START Excerpt provided
March 12, 2012
Mount Sinai Researchers Identify Promising New Drug Target For Kidney Disease
Researchers from Mount Sinai School of Medicine have identified a regulator protein that plays a crucial role in kidney fibrosis, a condition that leads to kidney failure. Finding this regulator provides a new therapeutic target for the millions of Americans affected by kidney failure. The research is published in the March 11 issue of Nature Medicine.
Led by John Cijiang He, MD, PhD, Professor of Nephrology and Pharmacology and Systems Therapeutics; and Avi Ma'ayan, PhD, Assistant Professor of Pharmacology and Systems Therapeutics at Mount Sinai School of Medicine, the research team studied three mouse models of kidney fibrosis: one group of mice contained HIV viral proteins incorporated into their genome; the second group was injected with a high dose of folic acid; in the third mouse model, kidney filtration was blocked in one kidney. All of these factors cause kidney fibrosis.
"Our findings have important implications for people with kidney diseases, patients I treat every day," said Dr. He. "Protein kinases like HIPK2 are highly effective therapeutic targets. We look forward to exploring this further."
END Excerpt provided
START Data to examine
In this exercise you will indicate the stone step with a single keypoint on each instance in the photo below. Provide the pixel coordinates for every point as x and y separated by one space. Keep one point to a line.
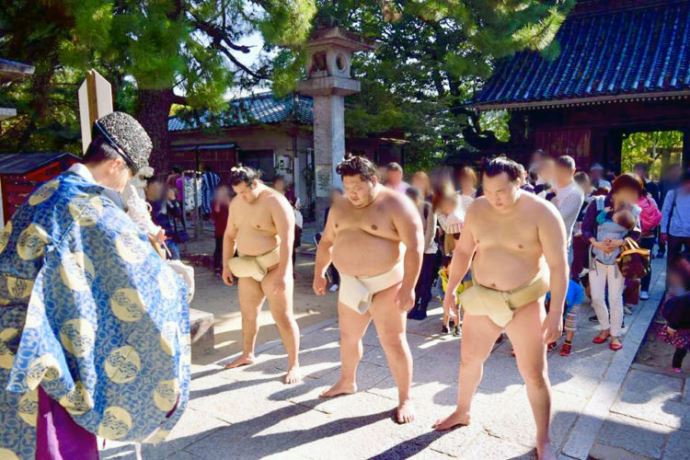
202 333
END Data to examine
START Data to examine
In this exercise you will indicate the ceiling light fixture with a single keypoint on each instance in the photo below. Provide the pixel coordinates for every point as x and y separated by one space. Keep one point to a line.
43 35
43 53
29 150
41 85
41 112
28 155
END Data to examine
START Data to examine
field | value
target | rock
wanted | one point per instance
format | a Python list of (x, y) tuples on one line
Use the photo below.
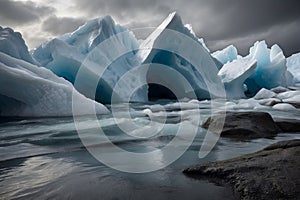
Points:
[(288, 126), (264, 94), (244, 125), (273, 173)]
END Data to examine
**Using the information**
a. From the kidney disease article, list each of the mouse models of kidney fibrosis that the research team studied.
b. For each statement below, say whether it agrees with the kidney disease article. Support each answer with the deciding words of the article, quoted exactly.
(i) The research appeared in Nature Medicine.
(ii) Avi Ma'ayan holds the title of Professor of Nephrology.
(iii) The team studied four mouse models of kidney fibrosis.
c. Extend the kidney disease article by continuing it from the end of its final paragraph.

**Outputs in order**
a.
1. Mice with HIV viral proteins incorporated into their genome
2. Mice injected with a high dose of folic acid
3. Mice in which kidney filtration was blocked in one kidney

b.
(i) Yes: "The research is published in the March 11 issue of Nature Medicine."
(ii) No: "Avi Ma'ayan, PhD, Assistant Professor of Pharmacology and Systems Therapeutics"
(iii) No: "the research team studied three mouse models of kidney fibrosis"

c.
Incorporating a systems approach allowed the Mount Sinai team to identify a target that is a regulatory protein modified during chronic disease. The high activity of HIPK2 in kidney fibrosis was not identifiable by standard methods that examine gene expression changes alone, but by modeling a network of proteins using computational systems biology, the research team was able to home in on the regulator protein, HIPK2. Now, Mount Sinai scientists can work to develop a drug intervention that inhibits the activity of HIPK2.
"This study is an important example of the translational research we are doing at Mount Sinai," said Dr. Ma'ayan. "Using algorithms and software developed here, we worked with Dr. He, who is a kidney disease physician and scientist, to better understand what causes kidney fibrosis, and we are now one step closer to finding a therapeutic solution to a complex disease that affects millions of Americans."